Gather each line of the records below that contains the string "ledge", copying every line in full. Match case exactly.

Records for the task »
- - - -

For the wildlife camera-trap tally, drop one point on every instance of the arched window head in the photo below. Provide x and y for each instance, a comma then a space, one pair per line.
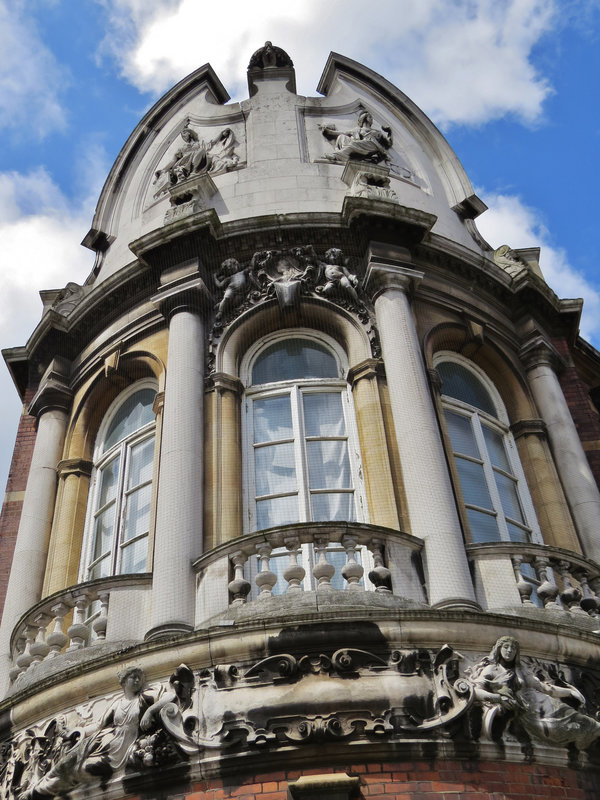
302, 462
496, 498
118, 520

- - - -

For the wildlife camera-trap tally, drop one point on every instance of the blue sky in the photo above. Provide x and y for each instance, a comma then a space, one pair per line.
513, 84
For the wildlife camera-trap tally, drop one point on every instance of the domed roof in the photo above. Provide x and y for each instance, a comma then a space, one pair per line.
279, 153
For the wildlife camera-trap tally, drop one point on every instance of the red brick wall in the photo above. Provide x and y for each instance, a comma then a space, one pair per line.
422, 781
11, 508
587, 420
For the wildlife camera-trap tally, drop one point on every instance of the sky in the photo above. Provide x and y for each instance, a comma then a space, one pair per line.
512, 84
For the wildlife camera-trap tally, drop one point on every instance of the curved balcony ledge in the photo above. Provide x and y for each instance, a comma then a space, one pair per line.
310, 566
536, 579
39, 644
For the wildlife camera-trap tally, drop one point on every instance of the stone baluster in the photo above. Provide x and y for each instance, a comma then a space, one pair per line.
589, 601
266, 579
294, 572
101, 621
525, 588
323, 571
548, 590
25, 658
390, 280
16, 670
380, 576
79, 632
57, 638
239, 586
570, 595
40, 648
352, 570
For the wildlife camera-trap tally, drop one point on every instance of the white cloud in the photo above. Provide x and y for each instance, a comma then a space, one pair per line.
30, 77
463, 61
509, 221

- - - -

Finished task »
For the wildlife camera-trap tally, drop one point on every instance of the curved balcony ledge in the photo above. Provide x and y for each instance, a comma then a space, one pair per line.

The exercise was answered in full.